# Data entries:
- - - - -

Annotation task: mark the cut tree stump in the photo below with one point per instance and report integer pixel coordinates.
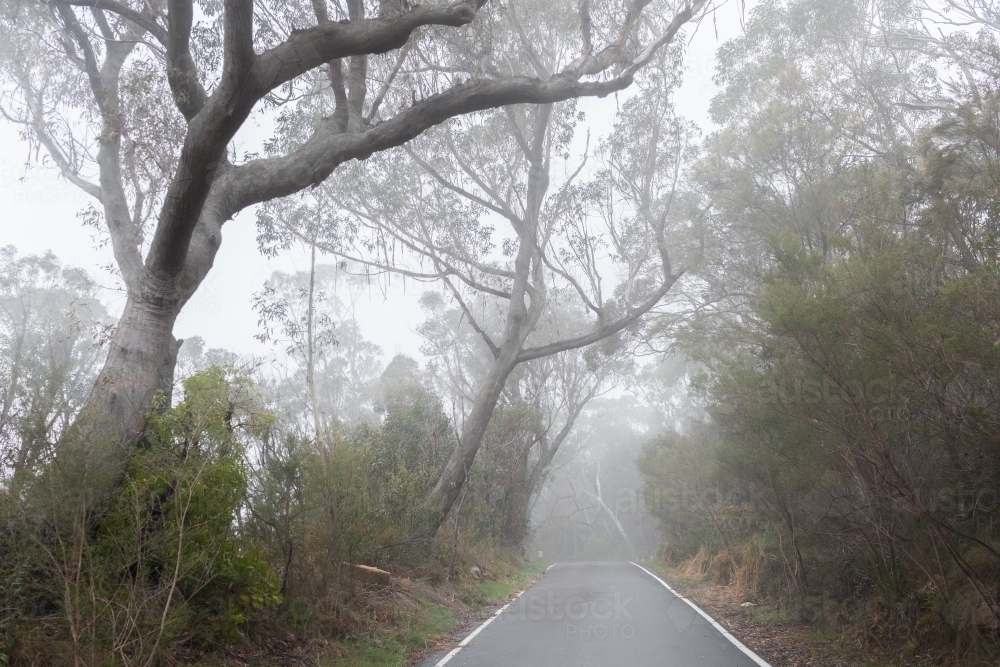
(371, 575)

- - - - -

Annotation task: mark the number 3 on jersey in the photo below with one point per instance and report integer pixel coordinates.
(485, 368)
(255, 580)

- - - - -

# What needs to be done:
Pull out every line in the records above that contains the word "photo". Case counts.

# Task answer:
Annotation task: mark the cut tree stump in the photo below with one point per instance and report integer pixel coordinates.
Annotation task: mark the number 3 on jersey in the photo below with one point per instance and report integer pixel coordinates.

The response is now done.